● Your assignment
Out of the material that follows, write out exactly the lines from the line with "the bison's raised" to the line with "point(1146, 877)", both ends included, and no others.

● Listed records
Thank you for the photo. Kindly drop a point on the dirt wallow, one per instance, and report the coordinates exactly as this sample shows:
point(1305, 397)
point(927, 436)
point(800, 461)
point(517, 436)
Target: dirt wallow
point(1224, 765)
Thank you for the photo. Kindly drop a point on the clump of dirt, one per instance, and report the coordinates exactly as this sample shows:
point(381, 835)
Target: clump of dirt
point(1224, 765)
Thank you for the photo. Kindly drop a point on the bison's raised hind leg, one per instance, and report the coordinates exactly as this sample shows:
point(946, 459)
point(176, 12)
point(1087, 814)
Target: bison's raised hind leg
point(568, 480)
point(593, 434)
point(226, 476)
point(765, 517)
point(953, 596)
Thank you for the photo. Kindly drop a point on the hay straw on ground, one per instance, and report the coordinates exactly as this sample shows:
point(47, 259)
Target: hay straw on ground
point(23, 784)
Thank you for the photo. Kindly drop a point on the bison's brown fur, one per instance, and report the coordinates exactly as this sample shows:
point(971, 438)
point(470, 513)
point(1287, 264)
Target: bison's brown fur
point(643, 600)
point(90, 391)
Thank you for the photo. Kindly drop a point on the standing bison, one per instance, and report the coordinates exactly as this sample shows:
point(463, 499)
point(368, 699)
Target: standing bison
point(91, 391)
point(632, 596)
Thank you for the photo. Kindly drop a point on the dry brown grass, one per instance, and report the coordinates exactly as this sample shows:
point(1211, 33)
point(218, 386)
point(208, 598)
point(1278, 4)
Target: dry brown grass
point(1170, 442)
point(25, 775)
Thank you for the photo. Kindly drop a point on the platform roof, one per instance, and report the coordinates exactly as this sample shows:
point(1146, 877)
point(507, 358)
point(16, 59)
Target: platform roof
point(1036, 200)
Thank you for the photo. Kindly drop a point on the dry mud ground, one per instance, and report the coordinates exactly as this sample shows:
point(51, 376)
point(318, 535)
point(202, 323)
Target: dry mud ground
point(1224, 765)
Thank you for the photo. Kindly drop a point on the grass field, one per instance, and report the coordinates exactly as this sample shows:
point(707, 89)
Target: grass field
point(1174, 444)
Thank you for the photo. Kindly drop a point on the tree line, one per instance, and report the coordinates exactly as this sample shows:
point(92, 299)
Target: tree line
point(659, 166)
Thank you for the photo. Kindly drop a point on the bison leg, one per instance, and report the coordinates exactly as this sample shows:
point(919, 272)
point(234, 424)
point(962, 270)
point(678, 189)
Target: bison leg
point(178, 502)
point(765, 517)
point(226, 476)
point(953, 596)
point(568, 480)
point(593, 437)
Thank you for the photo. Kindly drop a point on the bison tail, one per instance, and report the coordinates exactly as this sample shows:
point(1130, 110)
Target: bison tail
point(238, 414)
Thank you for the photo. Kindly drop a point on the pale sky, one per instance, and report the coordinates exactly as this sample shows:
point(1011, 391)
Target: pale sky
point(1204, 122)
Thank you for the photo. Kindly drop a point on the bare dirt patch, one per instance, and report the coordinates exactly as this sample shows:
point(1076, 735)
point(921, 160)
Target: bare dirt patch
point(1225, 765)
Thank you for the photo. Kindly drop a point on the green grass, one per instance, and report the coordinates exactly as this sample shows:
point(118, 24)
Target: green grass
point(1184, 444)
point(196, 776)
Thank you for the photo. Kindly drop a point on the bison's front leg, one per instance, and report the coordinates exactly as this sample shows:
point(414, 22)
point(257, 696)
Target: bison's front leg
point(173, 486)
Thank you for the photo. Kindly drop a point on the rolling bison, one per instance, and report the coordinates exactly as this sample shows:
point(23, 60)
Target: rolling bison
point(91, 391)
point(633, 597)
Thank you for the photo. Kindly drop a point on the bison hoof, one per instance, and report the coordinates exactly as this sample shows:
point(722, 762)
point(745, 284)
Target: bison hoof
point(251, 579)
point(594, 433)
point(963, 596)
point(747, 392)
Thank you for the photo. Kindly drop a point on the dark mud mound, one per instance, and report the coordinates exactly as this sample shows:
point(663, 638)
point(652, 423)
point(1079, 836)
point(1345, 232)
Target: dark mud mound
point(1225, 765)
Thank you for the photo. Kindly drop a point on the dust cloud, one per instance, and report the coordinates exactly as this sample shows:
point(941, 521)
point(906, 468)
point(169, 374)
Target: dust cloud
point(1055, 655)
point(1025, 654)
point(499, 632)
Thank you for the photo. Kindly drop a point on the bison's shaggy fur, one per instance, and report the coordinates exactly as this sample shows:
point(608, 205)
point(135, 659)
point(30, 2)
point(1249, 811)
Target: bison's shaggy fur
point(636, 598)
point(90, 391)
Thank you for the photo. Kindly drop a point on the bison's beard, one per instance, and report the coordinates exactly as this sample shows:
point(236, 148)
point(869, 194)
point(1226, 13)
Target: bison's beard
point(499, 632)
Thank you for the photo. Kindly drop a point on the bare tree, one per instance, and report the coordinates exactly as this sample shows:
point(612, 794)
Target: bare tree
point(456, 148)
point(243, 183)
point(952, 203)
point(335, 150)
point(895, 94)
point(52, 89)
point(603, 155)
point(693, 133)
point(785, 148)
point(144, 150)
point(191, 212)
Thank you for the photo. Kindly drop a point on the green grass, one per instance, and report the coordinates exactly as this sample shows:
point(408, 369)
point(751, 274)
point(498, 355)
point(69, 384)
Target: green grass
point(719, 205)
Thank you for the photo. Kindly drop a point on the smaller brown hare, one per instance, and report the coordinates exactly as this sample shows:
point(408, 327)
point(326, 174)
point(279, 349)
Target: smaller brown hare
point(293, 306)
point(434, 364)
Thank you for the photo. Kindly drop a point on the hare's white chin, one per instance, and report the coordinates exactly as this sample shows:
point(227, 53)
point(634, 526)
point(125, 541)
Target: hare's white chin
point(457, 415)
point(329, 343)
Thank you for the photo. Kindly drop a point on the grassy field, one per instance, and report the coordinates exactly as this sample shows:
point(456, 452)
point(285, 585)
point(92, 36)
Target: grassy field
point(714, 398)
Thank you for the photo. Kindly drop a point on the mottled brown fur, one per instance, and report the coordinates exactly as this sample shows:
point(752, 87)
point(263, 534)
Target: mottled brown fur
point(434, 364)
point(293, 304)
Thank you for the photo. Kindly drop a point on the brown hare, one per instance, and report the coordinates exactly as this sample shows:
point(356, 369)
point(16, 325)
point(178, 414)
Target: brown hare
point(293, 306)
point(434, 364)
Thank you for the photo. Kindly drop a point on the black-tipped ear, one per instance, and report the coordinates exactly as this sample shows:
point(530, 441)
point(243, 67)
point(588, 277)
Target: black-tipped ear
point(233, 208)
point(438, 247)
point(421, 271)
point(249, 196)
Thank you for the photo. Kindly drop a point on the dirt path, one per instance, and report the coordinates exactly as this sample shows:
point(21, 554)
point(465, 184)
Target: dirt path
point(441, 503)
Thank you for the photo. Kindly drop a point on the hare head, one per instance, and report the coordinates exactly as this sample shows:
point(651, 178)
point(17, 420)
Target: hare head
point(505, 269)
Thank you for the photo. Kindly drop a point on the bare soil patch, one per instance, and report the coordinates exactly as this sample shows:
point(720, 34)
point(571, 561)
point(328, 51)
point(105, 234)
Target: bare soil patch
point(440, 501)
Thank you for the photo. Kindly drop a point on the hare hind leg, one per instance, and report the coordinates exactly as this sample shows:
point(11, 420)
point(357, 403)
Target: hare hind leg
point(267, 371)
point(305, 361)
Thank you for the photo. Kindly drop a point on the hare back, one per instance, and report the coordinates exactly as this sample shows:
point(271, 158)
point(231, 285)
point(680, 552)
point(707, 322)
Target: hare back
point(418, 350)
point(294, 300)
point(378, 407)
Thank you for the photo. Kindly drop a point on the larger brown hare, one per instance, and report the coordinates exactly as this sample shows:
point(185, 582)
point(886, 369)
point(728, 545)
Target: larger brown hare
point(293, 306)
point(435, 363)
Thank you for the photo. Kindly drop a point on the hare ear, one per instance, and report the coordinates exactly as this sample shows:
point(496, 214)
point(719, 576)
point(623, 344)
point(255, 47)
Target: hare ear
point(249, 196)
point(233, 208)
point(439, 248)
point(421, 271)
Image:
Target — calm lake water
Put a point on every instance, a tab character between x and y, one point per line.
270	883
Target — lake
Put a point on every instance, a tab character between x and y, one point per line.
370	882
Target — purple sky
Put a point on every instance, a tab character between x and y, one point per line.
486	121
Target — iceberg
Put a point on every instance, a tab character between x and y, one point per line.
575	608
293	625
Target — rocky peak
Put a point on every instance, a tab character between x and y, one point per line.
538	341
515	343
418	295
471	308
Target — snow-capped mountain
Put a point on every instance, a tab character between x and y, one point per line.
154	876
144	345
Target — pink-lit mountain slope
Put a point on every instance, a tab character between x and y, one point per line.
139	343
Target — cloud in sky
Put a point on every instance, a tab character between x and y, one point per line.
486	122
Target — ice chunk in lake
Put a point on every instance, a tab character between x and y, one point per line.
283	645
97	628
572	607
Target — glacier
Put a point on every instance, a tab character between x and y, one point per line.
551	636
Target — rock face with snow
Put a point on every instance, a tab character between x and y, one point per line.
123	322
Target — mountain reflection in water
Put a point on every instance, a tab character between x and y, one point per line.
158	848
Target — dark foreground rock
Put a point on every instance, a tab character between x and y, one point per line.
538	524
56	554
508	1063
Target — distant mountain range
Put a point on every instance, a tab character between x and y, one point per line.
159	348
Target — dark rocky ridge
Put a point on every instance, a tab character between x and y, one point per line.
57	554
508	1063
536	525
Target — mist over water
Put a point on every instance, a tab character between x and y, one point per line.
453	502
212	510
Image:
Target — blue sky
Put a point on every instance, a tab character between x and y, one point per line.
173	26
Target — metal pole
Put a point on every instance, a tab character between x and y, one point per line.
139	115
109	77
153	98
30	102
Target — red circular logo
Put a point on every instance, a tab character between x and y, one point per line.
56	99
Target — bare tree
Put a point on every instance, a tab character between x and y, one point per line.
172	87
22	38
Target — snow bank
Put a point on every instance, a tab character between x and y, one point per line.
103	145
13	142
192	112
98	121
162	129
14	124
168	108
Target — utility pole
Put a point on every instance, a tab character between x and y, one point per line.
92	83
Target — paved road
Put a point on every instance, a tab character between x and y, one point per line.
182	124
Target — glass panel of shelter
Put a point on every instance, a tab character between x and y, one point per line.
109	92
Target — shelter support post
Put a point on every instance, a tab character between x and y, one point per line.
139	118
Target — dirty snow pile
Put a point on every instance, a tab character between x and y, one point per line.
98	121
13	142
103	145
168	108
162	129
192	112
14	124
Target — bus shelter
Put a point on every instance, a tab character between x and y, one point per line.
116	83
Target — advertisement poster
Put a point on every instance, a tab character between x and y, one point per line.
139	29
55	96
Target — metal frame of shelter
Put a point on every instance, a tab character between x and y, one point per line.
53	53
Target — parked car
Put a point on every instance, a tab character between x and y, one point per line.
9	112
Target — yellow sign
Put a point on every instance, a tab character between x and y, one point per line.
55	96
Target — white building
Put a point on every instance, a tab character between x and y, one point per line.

● Written solution
Thank you for the photo. Kindly drop a point on the bison's raised hind leg, one per instance, and report the coordinates exactly as this sample shows:
point(946, 459)
point(176, 12)
point(1087, 814)
Target: bison's raised hind leg
point(568, 480)
point(593, 434)
point(226, 476)
point(765, 517)
point(953, 596)
Thank you for the photo. Kindly drop a point on the hay straw on ground, one per instance, and report the coordinates exactly as this sample shows:
point(47, 259)
Target: hay straw on ground
point(23, 784)
Thank you for the photo. Kindly drop a point on the bison's brown fur, one per instance, and report the coordinates exactly as this sample shows:
point(971, 438)
point(470, 513)
point(1287, 264)
Target: bison's brown fur
point(643, 600)
point(90, 391)
Thank you for the photo. Kindly drop a point on the standing bison, one per instance, and report the coordinates exactly as this sample shows:
point(463, 499)
point(368, 699)
Target: standing bison
point(91, 391)
point(632, 596)
Thank you for the photo. Kindly drop a point on the dry brown grass, one per instance, and report the coordinates exactly as this sample shows:
point(1211, 33)
point(218, 386)
point(208, 598)
point(1278, 4)
Target: dry brown grass
point(1170, 442)
point(25, 775)
Thank you for the photo. Kindly drop a point on the platform roof, one per instance, and report the coordinates exactly as this sample shows:
point(1146, 877)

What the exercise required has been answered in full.